EXERCISE:
In the entries that follow, find the word "green" and report each line it is on.

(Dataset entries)
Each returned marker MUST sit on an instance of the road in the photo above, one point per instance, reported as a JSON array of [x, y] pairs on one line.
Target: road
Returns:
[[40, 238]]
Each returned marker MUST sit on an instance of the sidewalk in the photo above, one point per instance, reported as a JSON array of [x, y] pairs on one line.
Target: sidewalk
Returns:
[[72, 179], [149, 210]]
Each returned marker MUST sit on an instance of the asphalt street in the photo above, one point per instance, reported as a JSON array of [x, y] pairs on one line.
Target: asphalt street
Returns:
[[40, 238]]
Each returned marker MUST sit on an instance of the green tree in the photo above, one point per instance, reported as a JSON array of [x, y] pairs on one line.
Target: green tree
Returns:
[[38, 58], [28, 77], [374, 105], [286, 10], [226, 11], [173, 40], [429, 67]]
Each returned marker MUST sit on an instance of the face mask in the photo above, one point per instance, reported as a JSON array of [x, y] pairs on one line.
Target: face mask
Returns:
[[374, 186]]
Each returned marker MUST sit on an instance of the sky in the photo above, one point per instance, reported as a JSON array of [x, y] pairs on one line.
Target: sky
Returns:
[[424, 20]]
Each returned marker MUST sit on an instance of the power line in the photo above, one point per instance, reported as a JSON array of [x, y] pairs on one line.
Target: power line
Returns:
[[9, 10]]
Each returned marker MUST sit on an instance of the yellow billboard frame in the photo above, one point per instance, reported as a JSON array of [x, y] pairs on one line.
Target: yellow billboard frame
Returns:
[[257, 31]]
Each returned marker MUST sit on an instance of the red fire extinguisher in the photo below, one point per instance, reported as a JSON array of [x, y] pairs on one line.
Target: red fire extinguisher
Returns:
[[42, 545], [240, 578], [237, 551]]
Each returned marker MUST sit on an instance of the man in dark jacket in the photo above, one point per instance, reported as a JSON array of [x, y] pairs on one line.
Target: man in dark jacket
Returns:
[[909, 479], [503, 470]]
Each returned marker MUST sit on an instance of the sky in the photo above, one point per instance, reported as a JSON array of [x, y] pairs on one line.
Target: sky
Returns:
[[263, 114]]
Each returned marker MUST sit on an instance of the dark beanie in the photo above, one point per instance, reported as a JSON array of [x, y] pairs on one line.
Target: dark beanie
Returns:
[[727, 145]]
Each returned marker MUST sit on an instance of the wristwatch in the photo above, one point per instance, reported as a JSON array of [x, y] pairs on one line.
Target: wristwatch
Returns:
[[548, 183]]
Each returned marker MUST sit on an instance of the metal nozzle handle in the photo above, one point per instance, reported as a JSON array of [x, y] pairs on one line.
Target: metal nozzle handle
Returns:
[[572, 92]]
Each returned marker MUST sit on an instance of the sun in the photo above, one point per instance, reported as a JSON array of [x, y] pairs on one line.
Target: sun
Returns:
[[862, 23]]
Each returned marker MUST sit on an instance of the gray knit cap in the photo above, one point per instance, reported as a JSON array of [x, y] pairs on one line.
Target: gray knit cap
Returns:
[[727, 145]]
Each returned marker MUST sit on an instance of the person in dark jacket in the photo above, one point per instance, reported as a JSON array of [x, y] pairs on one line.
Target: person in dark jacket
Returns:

PROBLEM SOLUTION:
Each returned marker MUST sit on an instance of the green tree in the photo above, one point per instance, reported as a JSON array of [x, y] pairs on one line.
Target: green tree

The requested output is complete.